SUPPLIED TEXT:
----------

For the fourth quarter, we expect an additional revenue shortfall of approximately $16 million to $36 million compared to the current consensus estimate of $201 million, primarily due to project conversion timing adjustments. Again, please refer to our prepared remarks for additional detail.

The U.S. federal segment continues its gradual improvement, demonstrating some positive longer-term trends during the third quarter. Proposal volume is up 44% year-over-year. We also received 5 new awarded projects during the quarter, representing more than 25% of our new awarded projects for the quarter. However, there are continued challenges when converting awarded projects to signed contracts. As a result, the revenue shortfall for the fourth quarter and the delayed revenue identified last quarter is now expected to be partially recognized in 2013.

Although we do not anticipate further revenue shortfalls within the northeast, we are experiencing further delays in the southeast. As a result, we continue to expect that the portion of the delayed revenue discussed last quarter for the northeast will be recognized in 2013. However, the revenue shortfall for the fourth quarter and the portion of delayed revenue identified last quarter for the southeast is now expected to be partially recognized in 2013.

----------

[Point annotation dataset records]
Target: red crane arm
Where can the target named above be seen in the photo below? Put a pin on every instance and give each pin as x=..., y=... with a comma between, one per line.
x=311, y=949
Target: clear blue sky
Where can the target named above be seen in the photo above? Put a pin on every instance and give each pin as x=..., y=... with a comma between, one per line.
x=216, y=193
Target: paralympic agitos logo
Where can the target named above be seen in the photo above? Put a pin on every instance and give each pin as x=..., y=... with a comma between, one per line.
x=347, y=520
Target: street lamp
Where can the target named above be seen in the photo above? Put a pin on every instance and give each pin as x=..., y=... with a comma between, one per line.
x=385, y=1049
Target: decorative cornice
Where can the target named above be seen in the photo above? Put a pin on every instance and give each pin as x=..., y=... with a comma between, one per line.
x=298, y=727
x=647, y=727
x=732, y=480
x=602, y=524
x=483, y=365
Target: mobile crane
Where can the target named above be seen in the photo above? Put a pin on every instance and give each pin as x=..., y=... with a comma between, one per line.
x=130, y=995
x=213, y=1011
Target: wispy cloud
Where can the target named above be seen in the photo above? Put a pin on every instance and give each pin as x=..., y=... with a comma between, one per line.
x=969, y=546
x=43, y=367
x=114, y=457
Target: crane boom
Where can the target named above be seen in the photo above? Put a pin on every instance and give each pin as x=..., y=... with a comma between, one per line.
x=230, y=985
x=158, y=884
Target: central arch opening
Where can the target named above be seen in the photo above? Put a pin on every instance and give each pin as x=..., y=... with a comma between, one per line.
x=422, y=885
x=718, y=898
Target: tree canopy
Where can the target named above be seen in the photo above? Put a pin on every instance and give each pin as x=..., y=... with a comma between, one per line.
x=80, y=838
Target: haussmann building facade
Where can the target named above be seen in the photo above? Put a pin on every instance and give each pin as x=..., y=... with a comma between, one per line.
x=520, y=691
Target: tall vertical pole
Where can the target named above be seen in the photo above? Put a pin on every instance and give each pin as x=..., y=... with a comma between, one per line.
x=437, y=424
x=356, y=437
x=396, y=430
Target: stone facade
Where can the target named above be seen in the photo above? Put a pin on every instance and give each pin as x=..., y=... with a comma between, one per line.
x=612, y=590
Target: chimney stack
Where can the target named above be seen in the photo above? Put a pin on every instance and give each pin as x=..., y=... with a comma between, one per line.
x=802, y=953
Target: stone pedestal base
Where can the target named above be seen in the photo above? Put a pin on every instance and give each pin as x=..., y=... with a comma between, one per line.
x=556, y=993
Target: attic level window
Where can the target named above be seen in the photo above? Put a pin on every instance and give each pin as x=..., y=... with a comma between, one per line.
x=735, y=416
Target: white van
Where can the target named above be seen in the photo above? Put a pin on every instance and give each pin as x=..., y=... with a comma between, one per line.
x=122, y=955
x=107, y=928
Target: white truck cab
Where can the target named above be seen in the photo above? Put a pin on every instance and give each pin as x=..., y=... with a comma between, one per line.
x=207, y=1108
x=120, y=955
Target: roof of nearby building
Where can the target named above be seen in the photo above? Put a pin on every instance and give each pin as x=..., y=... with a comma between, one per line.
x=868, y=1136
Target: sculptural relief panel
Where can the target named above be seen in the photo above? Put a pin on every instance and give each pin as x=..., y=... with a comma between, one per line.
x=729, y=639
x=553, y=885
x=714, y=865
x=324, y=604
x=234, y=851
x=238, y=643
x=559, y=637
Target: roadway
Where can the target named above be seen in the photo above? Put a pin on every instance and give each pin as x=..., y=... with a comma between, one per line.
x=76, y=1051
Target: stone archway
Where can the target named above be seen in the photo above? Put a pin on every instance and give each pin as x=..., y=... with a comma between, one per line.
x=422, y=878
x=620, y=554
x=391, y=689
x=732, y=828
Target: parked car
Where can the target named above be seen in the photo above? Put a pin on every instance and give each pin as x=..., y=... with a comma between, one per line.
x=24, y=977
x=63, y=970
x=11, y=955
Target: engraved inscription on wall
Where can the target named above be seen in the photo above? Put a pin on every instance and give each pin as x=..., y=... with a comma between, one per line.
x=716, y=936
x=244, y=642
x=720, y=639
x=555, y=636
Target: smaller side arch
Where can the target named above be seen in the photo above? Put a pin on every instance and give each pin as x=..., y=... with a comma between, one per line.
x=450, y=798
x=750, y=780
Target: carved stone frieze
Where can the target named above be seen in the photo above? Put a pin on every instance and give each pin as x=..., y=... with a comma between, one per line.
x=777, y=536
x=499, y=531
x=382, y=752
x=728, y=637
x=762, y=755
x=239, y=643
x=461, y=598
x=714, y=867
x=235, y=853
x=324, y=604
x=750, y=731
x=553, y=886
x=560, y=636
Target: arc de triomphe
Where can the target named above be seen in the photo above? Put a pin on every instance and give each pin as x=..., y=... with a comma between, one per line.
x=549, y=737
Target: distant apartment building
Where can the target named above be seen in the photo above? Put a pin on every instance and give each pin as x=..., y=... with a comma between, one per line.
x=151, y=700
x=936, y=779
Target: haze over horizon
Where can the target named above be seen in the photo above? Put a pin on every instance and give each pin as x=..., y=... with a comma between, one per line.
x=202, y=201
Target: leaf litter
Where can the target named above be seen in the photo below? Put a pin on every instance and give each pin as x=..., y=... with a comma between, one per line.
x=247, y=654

----------

REQUIRED TASK 1:
Edit the revenue outlook text between "Although we do" and "southeast is now expected to be partially recognized in 2013.", inclusive, replacing "southeast" with "southwest", and give that passage again.
REQUIRED TASK 2:
Present the lines of the entries between the line holding "Target: tree canopy" and the line holding "x=520, y=691", inclusive, as a numbered list, leaving out any blank lines.

ANSWER 1:
Although we do not anticipate further revenue shortfalls within the northeast, we are experiencing further delays in the southwest. As a result, we continue to expect that the portion of the delayed revenue discussed last quarter for the northeast will be recognized in 2013. However, the revenue shortfall for the fourth quarter and the portion of delayed revenue identified last quarter for the southwest is now expected to be partially recognized in 2013.

ANSWER 2:
1. Target: tree canopy
2. Where can the target named above be seen in the photo above? Put a pin on every instance and give each pin as x=..., y=... with a comma between, one per line.
3. x=80, y=838
4. Target: haussmann building facade
5. Where can the target named above be seen in the photo above? Put a pin on every instance and give each pin as x=..., y=... with a comma between, one per line.
6. x=520, y=691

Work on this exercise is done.